_Provided material_.

------------------------------

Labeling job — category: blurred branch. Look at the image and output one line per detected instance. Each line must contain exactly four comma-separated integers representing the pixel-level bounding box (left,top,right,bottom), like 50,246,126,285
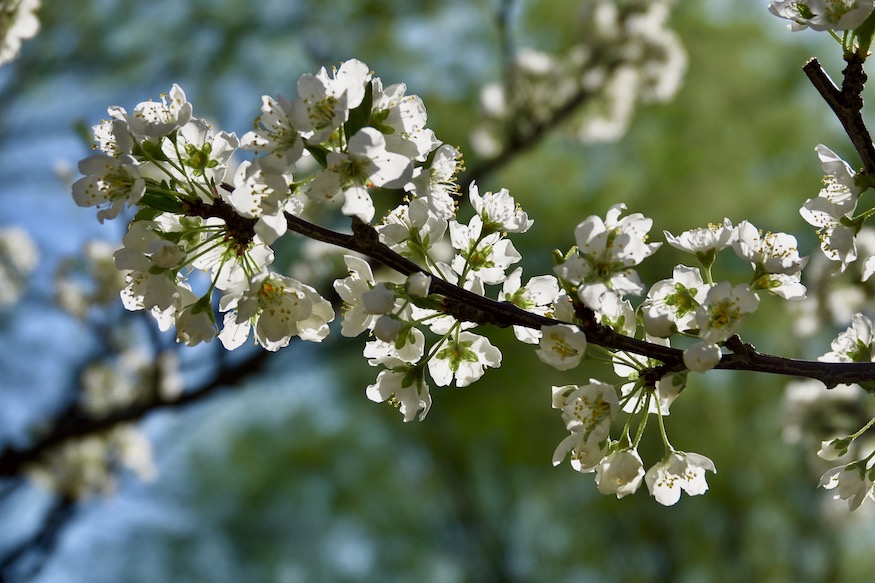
0,349,270,478
0,496,75,582
460,84,597,193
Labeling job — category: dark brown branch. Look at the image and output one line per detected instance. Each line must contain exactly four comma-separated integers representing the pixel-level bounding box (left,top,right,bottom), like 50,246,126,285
283,213,875,389
804,56,875,175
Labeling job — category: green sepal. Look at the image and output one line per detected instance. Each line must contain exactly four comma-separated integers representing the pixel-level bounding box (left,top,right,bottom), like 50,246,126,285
855,11,875,57
140,192,185,214
305,143,329,168
140,139,170,162
131,206,163,223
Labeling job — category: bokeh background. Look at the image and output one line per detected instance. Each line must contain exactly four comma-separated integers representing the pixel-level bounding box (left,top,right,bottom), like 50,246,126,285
2,0,875,581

------------------------------

Output the material verbatim, skipping the images.

_Response to this task_.
Labeling job — category: blurred branch. Look at the image and output one line per detected instance. Each line must contain exactly four comma-separated integers representing the pixel-level bounding box (left,top,right,bottom), like 50,246,126,285
0,349,270,478
0,496,75,582
460,84,597,193
Labeling job — category: dark brown branch. Look at the image and output one line per detected instance. Each line must contain exactly four comma-separated integers representing the pixel-level bounding box (left,top,right,bottom), like 50,246,126,285
283,213,875,389
804,56,875,175
Labeling job — category: green sepal. Look at the image and output one line per detected instance. Each line must contain exactly four comma-separated integers representing the pixel-level bounding box (left,top,right,bottom), like 50,246,126,285
855,11,875,57
140,192,185,214
305,143,329,168
140,139,170,162
131,206,163,223
Labeling job — category: bokeh background. Look at the image and output one line per detected instance. Each line must contain exactly four comma-separated integers representing the pixel-level bounding box (left,top,right,bottom), like 50,246,126,285
2,0,875,581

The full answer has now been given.